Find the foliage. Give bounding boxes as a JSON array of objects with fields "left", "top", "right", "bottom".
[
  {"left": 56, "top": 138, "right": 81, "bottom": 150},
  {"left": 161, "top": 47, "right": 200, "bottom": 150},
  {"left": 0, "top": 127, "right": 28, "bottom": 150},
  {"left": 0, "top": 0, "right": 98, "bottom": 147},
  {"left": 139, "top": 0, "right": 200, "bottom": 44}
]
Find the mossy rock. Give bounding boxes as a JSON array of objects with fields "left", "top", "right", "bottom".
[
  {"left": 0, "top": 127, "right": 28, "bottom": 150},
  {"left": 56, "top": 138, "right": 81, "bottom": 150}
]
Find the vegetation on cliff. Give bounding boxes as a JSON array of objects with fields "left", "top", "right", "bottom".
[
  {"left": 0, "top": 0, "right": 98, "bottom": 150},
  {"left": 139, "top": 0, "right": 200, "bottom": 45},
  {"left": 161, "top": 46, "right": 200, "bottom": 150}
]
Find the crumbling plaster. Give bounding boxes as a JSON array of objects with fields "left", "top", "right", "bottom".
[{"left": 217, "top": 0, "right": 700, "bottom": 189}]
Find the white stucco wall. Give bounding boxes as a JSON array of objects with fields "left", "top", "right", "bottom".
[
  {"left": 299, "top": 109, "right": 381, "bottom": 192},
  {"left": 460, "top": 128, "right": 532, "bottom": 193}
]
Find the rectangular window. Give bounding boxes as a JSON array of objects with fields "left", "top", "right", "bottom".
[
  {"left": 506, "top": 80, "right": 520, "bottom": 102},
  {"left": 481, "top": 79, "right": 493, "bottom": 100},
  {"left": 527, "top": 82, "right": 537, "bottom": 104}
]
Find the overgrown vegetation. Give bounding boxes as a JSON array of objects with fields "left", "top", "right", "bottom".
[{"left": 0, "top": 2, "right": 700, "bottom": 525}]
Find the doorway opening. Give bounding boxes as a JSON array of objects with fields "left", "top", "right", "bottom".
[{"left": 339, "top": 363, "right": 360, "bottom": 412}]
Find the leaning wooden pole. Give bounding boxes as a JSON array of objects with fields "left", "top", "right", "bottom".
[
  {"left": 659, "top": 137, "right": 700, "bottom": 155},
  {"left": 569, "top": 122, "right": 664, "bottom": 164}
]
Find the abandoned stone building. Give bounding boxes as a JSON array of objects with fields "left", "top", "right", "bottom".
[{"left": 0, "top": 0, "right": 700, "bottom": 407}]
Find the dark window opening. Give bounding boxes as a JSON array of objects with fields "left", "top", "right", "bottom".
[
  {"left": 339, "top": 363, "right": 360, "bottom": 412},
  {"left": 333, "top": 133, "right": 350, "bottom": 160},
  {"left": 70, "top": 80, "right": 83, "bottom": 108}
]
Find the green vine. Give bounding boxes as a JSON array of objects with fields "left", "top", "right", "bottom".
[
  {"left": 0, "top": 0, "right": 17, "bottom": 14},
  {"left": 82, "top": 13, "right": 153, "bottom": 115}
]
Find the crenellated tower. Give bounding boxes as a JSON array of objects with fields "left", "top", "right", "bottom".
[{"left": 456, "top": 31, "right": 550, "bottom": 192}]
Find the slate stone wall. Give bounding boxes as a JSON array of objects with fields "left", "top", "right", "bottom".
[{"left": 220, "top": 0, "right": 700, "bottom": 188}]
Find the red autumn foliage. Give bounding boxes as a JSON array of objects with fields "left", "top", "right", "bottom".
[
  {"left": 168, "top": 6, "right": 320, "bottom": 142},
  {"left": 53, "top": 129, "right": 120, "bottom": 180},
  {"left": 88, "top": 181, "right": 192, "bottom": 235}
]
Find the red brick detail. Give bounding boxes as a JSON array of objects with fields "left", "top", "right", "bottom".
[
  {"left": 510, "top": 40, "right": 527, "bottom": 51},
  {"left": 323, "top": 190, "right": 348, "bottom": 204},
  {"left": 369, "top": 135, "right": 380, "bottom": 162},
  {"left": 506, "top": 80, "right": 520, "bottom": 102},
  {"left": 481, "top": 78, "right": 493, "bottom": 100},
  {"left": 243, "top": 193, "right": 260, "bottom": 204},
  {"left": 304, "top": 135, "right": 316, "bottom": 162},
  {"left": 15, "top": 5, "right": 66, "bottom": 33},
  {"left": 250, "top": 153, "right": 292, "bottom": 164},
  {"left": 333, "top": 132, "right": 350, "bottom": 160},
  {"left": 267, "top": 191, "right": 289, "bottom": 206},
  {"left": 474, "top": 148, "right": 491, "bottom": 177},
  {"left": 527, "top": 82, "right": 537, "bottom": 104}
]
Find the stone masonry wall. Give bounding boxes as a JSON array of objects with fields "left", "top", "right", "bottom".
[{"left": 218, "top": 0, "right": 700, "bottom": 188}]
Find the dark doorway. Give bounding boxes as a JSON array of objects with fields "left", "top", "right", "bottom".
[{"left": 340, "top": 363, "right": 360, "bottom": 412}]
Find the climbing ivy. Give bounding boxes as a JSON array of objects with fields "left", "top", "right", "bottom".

______________________________

- [JOB] Rescale only the part of the data that opens with the line containing "Find the stone" and closes at the end of the data, both ends included. Write those lines out again, requests included, with every bounding box coordinate in the answers multiplied by 1.65 and rounded to a whole number, halves rounding up.

- [WORKED SOLUTION]
Find the stone masonry wall. Give bounding boxes as a JSON array of objects with fields "left", "top", "right", "bottom".
[{"left": 360, "top": 0, "right": 1155, "bottom": 310}]
Find the dark doorway. Give bounding boxes as a JSON array of objects with fields "left", "top", "right", "bottom".
[{"left": 561, "top": 599, "right": 594, "bottom": 680}]
Find the climbing ivy. Give bounding boxes as a JSON array of objects with fields "left", "top", "right", "bottom".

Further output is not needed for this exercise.